• [PROBLEM TO SOLVE]: Count the lines in the listing below that contain the word "pendant", and give only that number.

▼

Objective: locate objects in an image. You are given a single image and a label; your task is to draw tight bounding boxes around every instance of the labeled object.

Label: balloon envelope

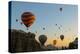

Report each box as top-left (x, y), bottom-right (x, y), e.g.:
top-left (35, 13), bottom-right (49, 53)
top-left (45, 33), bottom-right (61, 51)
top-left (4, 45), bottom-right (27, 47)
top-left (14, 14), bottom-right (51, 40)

top-left (21, 12), bottom-right (35, 28)
top-left (39, 35), bottom-right (47, 45)
top-left (53, 40), bottom-right (57, 45)
top-left (60, 8), bottom-right (62, 11)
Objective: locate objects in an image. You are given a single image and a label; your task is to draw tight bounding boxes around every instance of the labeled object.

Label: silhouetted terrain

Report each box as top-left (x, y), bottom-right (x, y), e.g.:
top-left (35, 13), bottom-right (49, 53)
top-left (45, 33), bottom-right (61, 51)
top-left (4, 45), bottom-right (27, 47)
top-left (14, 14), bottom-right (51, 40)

top-left (9, 29), bottom-right (78, 53)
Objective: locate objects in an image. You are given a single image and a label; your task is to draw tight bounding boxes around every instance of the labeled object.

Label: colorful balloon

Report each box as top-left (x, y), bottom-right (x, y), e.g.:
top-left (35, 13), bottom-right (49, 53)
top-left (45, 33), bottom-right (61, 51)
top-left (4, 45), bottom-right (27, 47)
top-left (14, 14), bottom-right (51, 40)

top-left (53, 40), bottom-right (57, 45)
top-left (39, 35), bottom-right (47, 45)
top-left (21, 12), bottom-right (35, 28)
top-left (60, 8), bottom-right (62, 11)
top-left (60, 35), bottom-right (64, 40)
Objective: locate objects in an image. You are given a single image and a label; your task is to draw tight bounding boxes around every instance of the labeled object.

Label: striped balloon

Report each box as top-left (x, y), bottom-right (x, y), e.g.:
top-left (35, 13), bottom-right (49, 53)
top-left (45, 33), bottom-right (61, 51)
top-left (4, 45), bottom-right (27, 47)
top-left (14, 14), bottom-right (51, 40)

top-left (21, 12), bottom-right (35, 28)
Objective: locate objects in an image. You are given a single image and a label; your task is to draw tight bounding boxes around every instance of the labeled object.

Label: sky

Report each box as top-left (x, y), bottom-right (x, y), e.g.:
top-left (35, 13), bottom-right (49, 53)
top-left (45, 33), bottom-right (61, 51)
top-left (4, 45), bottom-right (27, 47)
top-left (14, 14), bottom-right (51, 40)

top-left (11, 1), bottom-right (78, 46)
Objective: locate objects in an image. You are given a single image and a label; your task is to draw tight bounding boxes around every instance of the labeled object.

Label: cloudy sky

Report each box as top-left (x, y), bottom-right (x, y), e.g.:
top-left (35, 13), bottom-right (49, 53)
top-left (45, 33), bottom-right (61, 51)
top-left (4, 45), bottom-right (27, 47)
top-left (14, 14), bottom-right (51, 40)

top-left (11, 2), bottom-right (78, 46)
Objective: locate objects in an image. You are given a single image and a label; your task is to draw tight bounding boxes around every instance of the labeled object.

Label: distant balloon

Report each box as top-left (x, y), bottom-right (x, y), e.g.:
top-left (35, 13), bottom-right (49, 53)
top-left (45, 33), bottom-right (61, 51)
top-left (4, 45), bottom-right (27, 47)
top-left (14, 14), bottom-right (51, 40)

top-left (60, 8), bottom-right (62, 11)
top-left (60, 25), bottom-right (62, 27)
top-left (53, 40), bottom-right (57, 45)
top-left (21, 22), bottom-right (23, 25)
top-left (55, 24), bottom-right (57, 26)
top-left (43, 28), bottom-right (45, 30)
top-left (21, 12), bottom-right (35, 28)
top-left (16, 19), bottom-right (18, 22)
top-left (39, 35), bottom-right (47, 45)
top-left (60, 35), bottom-right (64, 40)
top-left (58, 27), bottom-right (60, 29)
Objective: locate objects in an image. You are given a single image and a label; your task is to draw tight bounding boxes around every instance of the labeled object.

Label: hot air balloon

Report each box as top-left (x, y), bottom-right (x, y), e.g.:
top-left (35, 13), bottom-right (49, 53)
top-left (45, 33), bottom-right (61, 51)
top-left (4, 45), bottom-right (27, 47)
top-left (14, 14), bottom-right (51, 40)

top-left (60, 35), bottom-right (64, 40)
top-left (43, 28), bottom-right (45, 30)
top-left (55, 24), bottom-right (57, 26)
top-left (21, 22), bottom-right (23, 25)
top-left (16, 19), bottom-right (18, 22)
top-left (53, 40), bottom-right (57, 45)
top-left (60, 8), bottom-right (62, 11)
top-left (21, 12), bottom-right (35, 29)
top-left (39, 35), bottom-right (47, 45)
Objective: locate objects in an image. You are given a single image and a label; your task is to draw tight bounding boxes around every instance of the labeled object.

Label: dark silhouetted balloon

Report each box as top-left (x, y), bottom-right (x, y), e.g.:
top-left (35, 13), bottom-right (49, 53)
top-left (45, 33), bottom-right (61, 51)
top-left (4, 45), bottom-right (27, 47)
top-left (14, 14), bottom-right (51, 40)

top-left (60, 35), bottom-right (64, 40)
top-left (39, 35), bottom-right (47, 45)
top-left (21, 12), bottom-right (35, 28)
top-left (53, 40), bottom-right (57, 45)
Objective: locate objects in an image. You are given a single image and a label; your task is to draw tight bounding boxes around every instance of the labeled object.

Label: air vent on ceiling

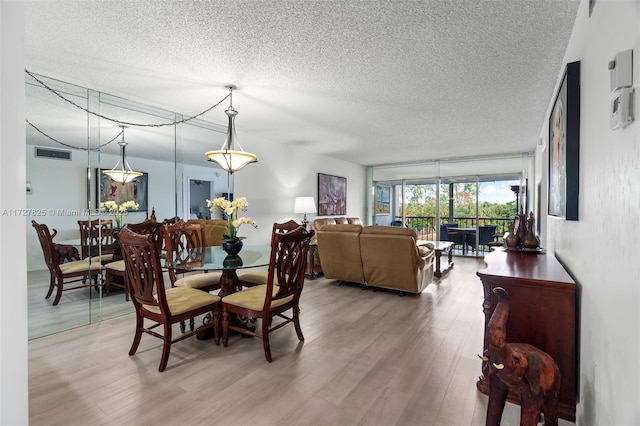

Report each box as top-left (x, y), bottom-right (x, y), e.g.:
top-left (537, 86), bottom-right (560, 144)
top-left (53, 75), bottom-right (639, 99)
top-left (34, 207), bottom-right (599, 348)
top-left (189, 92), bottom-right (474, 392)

top-left (36, 147), bottom-right (71, 160)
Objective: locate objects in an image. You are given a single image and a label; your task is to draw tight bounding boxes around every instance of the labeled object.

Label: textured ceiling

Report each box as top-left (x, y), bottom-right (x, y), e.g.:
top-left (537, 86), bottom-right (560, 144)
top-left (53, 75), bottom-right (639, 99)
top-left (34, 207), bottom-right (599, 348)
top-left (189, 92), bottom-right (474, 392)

top-left (25, 0), bottom-right (579, 165)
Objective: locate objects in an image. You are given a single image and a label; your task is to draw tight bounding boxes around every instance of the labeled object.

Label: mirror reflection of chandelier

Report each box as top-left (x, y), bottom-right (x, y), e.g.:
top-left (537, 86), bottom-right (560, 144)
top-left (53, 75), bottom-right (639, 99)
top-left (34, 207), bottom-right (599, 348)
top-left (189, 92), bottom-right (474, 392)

top-left (102, 126), bottom-right (142, 183)
top-left (204, 86), bottom-right (258, 173)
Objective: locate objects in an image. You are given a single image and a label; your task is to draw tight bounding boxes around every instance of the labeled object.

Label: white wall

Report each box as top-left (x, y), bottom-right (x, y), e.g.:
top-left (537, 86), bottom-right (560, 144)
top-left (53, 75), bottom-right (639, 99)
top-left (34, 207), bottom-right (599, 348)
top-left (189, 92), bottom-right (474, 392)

top-left (234, 140), bottom-right (365, 245)
top-left (538, 0), bottom-right (640, 425)
top-left (0, 1), bottom-right (29, 425)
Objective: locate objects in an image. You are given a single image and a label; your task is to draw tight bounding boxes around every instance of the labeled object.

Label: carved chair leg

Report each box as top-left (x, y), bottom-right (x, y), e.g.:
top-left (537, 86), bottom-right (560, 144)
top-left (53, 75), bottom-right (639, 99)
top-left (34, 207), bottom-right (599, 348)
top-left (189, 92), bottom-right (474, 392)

top-left (222, 311), bottom-right (229, 348)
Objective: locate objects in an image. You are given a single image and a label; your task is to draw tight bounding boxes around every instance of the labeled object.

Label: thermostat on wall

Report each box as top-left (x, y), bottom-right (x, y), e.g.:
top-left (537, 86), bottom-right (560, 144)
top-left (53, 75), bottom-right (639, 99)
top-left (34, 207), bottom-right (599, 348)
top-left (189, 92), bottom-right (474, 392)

top-left (609, 87), bottom-right (633, 130)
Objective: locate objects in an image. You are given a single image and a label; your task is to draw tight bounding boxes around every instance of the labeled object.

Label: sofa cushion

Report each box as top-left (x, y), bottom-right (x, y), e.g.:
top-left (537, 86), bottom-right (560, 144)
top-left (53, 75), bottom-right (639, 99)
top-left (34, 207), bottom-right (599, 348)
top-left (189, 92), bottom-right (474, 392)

top-left (317, 224), bottom-right (365, 284)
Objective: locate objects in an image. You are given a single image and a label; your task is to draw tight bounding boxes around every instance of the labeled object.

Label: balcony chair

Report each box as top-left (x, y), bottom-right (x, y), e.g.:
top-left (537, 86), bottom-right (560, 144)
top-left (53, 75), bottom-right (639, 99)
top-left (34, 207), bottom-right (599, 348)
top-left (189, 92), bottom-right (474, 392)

top-left (116, 228), bottom-right (220, 372)
top-left (104, 219), bottom-right (163, 301)
top-left (222, 224), bottom-right (314, 362)
top-left (31, 220), bottom-right (102, 306)
top-left (478, 225), bottom-right (497, 250)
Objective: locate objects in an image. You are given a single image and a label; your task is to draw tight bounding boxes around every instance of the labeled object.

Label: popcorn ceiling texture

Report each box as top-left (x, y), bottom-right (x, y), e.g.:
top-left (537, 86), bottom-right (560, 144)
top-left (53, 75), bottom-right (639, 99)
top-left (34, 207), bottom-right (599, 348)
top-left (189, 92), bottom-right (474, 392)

top-left (25, 0), bottom-right (579, 165)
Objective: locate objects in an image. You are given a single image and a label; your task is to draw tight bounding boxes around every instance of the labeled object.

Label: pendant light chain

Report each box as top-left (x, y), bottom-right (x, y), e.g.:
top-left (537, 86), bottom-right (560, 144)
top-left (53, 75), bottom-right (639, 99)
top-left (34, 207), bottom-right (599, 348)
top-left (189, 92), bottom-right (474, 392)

top-left (25, 120), bottom-right (122, 151)
top-left (25, 69), bottom-right (231, 127)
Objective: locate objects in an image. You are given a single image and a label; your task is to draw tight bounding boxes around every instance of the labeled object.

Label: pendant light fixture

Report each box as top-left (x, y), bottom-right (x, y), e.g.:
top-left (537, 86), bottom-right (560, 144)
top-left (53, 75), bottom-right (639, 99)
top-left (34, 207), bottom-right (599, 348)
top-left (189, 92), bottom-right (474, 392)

top-left (102, 126), bottom-right (142, 183)
top-left (204, 86), bottom-right (258, 173)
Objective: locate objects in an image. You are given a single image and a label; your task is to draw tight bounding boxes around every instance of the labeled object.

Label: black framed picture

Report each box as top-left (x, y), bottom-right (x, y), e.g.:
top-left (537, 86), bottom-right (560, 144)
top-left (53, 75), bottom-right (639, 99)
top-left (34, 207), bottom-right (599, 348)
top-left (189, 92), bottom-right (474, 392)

top-left (95, 169), bottom-right (149, 212)
top-left (318, 173), bottom-right (347, 216)
top-left (548, 61), bottom-right (580, 220)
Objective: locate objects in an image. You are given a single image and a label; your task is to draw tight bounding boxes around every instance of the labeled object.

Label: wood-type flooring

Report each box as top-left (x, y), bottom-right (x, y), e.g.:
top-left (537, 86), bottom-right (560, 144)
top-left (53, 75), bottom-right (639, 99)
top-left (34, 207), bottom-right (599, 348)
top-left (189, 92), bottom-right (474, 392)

top-left (29, 258), bottom-right (572, 426)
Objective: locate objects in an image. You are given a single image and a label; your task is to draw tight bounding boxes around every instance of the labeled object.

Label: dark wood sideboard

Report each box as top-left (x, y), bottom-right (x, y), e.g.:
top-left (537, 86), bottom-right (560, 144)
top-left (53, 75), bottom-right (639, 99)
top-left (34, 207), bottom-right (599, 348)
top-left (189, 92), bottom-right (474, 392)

top-left (477, 249), bottom-right (579, 422)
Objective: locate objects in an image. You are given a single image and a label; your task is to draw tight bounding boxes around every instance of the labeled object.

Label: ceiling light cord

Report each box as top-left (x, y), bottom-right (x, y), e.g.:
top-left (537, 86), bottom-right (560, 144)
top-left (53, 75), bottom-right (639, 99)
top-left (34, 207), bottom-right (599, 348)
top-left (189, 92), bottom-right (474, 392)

top-left (25, 68), bottom-right (231, 127)
top-left (25, 119), bottom-right (124, 151)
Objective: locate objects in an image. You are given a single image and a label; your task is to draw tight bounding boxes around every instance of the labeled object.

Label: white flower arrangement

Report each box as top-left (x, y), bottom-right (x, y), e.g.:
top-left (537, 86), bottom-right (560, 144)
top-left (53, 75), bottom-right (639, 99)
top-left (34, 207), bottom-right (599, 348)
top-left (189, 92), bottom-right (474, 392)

top-left (207, 197), bottom-right (258, 243)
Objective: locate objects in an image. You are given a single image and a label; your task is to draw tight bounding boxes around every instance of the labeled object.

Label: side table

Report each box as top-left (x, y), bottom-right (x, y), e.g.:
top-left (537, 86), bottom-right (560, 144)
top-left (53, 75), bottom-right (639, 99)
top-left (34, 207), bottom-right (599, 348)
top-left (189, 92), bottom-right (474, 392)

top-left (305, 244), bottom-right (322, 280)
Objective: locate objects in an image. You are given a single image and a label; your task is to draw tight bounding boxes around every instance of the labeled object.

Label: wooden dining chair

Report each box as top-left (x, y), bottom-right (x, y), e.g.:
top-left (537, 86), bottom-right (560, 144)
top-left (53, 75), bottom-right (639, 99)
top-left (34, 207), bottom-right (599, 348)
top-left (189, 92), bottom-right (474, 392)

top-left (104, 219), bottom-right (163, 301)
top-left (222, 224), bottom-right (314, 362)
top-left (162, 220), bottom-right (222, 333)
top-left (31, 220), bottom-right (102, 306)
top-left (162, 221), bottom-right (222, 291)
top-left (78, 219), bottom-right (114, 264)
top-left (238, 220), bottom-right (300, 290)
top-left (116, 227), bottom-right (220, 371)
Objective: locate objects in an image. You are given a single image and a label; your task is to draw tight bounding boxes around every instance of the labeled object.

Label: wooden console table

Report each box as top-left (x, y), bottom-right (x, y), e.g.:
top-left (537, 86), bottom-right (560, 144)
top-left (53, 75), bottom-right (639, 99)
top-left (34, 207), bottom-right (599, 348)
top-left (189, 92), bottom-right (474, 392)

top-left (477, 249), bottom-right (579, 422)
top-left (305, 244), bottom-right (322, 280)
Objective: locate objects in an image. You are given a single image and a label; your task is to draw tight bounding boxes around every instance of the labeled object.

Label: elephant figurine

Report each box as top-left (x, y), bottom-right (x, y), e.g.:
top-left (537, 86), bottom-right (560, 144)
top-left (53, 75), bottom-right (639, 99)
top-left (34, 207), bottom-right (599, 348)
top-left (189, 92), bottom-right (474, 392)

top-left (480, 287), bottom-right (560, 426)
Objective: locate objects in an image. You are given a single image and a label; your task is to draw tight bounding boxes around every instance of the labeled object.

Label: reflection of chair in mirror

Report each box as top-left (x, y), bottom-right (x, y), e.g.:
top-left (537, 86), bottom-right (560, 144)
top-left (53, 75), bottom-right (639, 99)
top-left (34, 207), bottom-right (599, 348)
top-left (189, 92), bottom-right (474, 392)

top-left (238, 220), bottom-right (300, 290)
top-left (104, 219), bottom-right (162, 301)
top-left (31, 220), bottom-right (102, 306)
top-left (78, 219), bottom-right (114, 263)
top-left (222, 225), bottom-right (314, 362)
top-left (117, 228), bottom-right (220, 371)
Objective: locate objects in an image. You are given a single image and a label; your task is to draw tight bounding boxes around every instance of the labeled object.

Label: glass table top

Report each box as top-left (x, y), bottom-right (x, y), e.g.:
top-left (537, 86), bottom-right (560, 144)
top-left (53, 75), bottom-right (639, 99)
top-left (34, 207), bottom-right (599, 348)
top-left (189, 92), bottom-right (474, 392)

top-left (164, 245), bottom-right (271, 271)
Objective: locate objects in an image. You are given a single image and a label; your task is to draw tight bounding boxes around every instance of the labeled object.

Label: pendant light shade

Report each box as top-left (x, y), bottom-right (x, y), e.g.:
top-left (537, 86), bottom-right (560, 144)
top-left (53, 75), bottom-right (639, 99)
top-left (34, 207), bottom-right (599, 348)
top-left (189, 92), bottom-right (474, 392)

top-left (102, 127), bottom-right (142, 183)
top-left (204, 86), bottom-right (258, 173)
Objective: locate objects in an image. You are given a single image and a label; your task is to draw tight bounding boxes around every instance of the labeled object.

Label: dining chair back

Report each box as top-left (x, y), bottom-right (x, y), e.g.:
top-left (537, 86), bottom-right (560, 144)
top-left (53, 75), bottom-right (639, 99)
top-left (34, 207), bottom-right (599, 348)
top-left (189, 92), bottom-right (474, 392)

top-left (104, 219), bottom-right (163, 301)
top-left (78, 219), bottom-right (114, 263)
top-left (116, 228), bottom-right (220, 371)
top-left (162, 220), bottom-right (222, 318)
top-left (222, 224), bottom-right (314, 362)
top-left (31, 220), bottom-right (102, 306)
top-left (238, 220), bottom-right (300, 290)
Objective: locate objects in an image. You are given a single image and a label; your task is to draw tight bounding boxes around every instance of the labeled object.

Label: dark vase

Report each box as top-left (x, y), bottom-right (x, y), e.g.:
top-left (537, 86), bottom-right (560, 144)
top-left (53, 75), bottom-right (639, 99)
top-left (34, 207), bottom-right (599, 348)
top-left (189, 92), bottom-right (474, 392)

top-left (522, 212), bottom-right (540, 249)
top-left (222, 240), bottom-right (242, 254)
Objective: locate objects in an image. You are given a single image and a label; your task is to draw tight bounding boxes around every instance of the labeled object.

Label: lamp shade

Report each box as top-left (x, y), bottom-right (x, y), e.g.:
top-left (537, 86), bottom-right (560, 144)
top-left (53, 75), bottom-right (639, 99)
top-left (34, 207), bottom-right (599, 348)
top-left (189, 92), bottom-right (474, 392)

top-left (293, 197), bottom-right (316, 213)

▲

• [WRITTEN ANSWER]: 3